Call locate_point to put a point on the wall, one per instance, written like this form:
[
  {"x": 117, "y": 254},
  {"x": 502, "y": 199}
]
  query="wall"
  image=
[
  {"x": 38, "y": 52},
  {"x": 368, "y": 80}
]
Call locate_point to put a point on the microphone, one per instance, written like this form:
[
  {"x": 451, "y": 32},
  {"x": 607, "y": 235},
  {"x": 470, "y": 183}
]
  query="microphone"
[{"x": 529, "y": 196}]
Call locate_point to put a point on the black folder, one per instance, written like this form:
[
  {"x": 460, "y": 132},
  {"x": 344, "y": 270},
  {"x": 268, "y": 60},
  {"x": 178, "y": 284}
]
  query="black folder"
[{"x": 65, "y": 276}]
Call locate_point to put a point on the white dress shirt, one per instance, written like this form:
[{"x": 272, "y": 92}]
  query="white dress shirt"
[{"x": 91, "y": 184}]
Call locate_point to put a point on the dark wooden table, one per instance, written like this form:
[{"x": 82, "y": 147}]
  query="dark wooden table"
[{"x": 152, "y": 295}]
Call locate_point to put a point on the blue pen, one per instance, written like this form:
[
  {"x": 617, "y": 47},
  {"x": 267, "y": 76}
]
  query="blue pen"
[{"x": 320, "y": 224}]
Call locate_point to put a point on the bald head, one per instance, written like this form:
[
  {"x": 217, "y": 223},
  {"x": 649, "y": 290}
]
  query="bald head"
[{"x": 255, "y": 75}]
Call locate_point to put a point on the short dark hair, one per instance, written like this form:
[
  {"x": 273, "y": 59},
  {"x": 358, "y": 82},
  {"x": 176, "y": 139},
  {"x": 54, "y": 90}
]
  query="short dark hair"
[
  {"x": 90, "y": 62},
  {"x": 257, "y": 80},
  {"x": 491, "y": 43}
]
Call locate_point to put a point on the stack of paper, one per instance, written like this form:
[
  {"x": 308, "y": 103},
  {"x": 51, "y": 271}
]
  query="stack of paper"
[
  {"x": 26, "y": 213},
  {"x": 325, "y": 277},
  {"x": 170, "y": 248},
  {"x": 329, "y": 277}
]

══════════════════════════════

▶ **To be done**: Turn all of the material above into a numbered list with one line per item, and omit any blank lines.

▶ **Problem solution**:
1. Call locate_point to put a point on the wall, one per instance, written like this form:
2. [
3.   {"x": 117, "y": 254},
4.   {"x": 502, "y": 199}
5. ]
6.   query="wall"
7.   image=
8. [
9.   {"x": 38, "y": 52},
10.   {"x": 368, "y": 80}
11. ]
12. Call locate_point to put a point on the microphone, one per instance, written like this form:
13. [
14.   {"x": 451, "y": 32},
15.   {"x": 607, "y": 235},
16.   {"x": 470, "y": 183}
17. ]
18.   query="microphone"
19. [{"x": 529, "y": 196}]
20. Call locate_point to put a point on the black folder, one per instance, written like this form:
21. [
22.   {"x": 460, "y": 132},
23.   {"x": 344, "y": 270},
24.   {"x": 268, "y": 60},
25.   {"x": 178, "y": 284}
26. ]
27.   query="black folder"
28. [{"x": 65, "y": 276}]
29. Call locate_point to put a point on the white dress shirt, one per instance, written like this form:
30. [{"x": 272, "y": 92}]
31.   query="white dress shirt"
32. [{"x": 91, "y": 184}]
33. Call locate_point to put a point on the dark wooden table, one per instance, written like this form:
34. [{"x": 82, "y": 147}]
35.   query="dark wooden table"
36. [{"x": 152, "y": 295}]
37. Call locate_point to put a point on the blue pen, one per instance, written like this form:
38. [
39.   {"x": 617, "y": 47},
40.   {"x": 267, "y": 76}
41. ]
42.   query="blue pen"
43. [{"x": 320, "y": 224}]
44. Call locate_point to put a point on the bald head, one per instance, written like this form:
45. [
46.   {"x": 217, "y": 223},
47.   {"x": 649, "y": 290}
48. ]
49.   query="bald head"
50. [{"x": 255, "y": 75}]
51. Call locate_point to put a point on the short dark hair, one per instance, written like this form:
52. [
53.   {"x": 273, "y": 59},
54.   {"x": 358, "y": 82},
55.   {"x": 176, "y": 139},
56.   {"x": 54, "y": 90}
57. ]
58.   query="short dark hair"
59. [
60.   {"x": 90, "y": 62},
61.   {"x": 257, "y": 80},
62.   {"x": 491, "y": 43}
63. ]
64. Call locate_point to put a point on the stack of paper, one per instance, written like this form:
65. [
66.   {"x": 308, "y": 103},
67.   {"x": 51, "y": 271}
68. ]
69.   query="stack of paper"
70. [
71.   {"x": 26, "y": 213},
72.   {"x": 325, "y": 277},
73.   {"x": 170, "y": 248},
74.   {"x": 329, "y": 277}
75. ]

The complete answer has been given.